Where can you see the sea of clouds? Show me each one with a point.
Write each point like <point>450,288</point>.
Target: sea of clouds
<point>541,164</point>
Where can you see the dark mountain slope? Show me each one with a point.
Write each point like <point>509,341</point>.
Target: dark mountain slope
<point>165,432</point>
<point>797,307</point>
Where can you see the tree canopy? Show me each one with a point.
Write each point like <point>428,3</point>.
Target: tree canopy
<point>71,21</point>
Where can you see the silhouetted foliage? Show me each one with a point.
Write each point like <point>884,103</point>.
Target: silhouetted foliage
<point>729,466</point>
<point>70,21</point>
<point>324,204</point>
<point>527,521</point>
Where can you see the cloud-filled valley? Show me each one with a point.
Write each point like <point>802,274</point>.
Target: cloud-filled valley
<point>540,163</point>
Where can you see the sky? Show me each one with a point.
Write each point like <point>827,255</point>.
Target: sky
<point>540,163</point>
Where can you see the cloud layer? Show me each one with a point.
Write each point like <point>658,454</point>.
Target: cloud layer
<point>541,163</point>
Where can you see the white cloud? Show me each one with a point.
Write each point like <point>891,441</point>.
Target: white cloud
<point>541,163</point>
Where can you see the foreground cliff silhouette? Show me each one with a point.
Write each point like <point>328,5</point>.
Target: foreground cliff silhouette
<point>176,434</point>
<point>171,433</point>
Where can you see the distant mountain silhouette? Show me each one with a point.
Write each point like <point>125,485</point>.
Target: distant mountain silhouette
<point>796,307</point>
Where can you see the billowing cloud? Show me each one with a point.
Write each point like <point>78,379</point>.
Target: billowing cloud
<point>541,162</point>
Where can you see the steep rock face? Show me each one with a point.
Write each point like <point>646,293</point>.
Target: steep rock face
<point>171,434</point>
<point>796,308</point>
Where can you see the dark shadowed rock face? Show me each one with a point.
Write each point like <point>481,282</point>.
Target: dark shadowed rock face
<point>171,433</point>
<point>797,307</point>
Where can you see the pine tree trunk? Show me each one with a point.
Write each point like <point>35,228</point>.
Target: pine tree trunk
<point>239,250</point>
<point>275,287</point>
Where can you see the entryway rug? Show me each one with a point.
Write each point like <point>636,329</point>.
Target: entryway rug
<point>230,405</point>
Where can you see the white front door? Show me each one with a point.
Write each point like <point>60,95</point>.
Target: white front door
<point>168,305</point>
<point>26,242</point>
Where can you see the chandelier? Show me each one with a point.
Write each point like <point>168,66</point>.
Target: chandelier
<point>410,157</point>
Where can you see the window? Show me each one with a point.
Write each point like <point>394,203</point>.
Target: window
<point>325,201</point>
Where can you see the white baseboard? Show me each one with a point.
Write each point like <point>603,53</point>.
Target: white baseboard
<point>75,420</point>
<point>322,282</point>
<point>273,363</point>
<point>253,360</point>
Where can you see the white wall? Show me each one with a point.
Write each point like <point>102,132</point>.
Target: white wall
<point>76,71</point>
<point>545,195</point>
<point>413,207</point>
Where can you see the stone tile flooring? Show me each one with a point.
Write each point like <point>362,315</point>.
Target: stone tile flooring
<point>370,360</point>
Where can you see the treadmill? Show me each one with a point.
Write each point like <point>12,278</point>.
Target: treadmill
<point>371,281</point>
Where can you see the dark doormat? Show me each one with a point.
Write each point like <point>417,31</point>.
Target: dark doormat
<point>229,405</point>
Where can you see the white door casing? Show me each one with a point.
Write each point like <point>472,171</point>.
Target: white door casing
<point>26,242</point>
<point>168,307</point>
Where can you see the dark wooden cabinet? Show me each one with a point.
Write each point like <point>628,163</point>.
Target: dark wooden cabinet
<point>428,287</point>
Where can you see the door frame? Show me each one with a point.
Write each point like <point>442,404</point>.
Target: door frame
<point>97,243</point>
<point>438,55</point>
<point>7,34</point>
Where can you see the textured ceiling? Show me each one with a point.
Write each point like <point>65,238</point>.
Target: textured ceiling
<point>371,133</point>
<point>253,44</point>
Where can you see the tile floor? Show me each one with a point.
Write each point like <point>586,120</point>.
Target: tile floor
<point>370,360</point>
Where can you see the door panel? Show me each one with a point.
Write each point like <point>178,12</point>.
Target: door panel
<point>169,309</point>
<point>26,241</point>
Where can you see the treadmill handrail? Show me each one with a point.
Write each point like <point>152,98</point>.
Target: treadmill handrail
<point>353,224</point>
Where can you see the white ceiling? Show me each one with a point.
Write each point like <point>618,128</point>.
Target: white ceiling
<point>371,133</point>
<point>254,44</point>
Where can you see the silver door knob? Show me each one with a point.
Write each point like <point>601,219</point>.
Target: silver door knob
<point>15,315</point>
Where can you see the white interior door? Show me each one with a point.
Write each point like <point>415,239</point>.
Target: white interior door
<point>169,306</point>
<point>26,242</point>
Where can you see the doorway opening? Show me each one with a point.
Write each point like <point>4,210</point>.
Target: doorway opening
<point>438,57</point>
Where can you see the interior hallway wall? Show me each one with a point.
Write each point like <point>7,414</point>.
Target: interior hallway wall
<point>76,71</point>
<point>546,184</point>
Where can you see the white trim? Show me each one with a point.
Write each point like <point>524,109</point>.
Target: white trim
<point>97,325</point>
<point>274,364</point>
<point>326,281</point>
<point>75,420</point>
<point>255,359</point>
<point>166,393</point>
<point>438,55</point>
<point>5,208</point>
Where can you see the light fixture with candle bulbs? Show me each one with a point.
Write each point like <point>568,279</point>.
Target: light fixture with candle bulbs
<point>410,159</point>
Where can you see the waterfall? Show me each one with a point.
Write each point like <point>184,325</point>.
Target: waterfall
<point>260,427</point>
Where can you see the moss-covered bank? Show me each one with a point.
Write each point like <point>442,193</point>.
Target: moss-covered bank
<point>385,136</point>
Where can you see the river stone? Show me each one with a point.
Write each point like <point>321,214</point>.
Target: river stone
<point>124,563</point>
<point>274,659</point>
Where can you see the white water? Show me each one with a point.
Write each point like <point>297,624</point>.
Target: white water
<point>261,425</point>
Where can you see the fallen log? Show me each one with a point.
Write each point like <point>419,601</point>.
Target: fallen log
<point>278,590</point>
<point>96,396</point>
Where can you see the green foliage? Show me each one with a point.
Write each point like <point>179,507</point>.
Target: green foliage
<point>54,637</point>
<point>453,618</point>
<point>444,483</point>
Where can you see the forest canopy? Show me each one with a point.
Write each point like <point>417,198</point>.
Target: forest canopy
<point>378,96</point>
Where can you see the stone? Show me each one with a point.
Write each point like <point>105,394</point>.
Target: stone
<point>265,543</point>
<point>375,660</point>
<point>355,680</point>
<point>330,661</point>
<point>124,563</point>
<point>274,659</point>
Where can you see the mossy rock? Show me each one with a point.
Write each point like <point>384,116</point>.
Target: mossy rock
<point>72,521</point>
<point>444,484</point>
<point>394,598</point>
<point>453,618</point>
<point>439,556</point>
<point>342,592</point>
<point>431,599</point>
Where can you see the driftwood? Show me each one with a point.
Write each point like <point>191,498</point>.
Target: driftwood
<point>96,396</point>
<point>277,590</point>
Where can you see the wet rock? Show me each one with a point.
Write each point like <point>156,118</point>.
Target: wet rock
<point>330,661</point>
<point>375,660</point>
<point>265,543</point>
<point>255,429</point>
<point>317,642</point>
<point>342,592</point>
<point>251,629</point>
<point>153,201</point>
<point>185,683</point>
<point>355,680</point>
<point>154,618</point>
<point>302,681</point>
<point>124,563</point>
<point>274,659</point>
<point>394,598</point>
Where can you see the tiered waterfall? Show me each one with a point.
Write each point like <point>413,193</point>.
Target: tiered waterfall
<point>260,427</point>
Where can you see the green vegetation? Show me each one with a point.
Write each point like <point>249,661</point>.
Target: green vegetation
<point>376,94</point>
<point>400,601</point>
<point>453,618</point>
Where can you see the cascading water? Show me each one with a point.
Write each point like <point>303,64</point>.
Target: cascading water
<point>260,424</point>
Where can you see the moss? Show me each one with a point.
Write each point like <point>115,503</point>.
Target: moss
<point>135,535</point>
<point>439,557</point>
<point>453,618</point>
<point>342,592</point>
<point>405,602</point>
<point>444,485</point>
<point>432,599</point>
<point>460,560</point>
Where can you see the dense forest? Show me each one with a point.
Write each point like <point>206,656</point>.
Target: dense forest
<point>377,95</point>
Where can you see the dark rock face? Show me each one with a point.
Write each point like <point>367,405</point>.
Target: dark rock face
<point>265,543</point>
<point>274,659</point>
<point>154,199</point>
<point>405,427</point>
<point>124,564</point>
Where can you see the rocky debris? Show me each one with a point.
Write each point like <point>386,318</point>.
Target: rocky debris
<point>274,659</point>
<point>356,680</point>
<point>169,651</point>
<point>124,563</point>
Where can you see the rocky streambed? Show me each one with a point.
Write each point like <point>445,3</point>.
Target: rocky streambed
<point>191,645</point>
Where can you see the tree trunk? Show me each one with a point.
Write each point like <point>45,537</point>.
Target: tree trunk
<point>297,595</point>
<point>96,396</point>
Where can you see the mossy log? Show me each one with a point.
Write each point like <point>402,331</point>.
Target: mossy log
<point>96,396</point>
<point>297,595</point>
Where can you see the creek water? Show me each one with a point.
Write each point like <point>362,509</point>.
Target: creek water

> Aim
Rewrite everything from the start of the listing down to and including the line containing "<point>71,21</point>" as a Markdown table with the columns Row and Line, giving each line its own numbered row and leaving out blank lines.

> The output
| Row | Line |
|---|---|
| 1 | Where can you see the sea of clouds? Show me each one with a point. |
| 2 | Write each point like <point>450,288</point>. |
| 3 | Target: sea of clouds |
| 4 | <point>541,164</point> |
| 5 | Where can you see the dark mountain slope? Show me each one with a point. |
| 6 | Write each point like <point>509,341</point>. |
| 7 | Target: dark mountain slope |
| 8 | <point>165,432</point> |
| 9 | <point>797,307</point> |
| 10 | Where can you see the tree canopy? Show me each one with a point. |
| 11 | Write each point like <point>428,3</point>. |
| 12 | Target: tree canopy |
| 13 | <point>71,21</point> |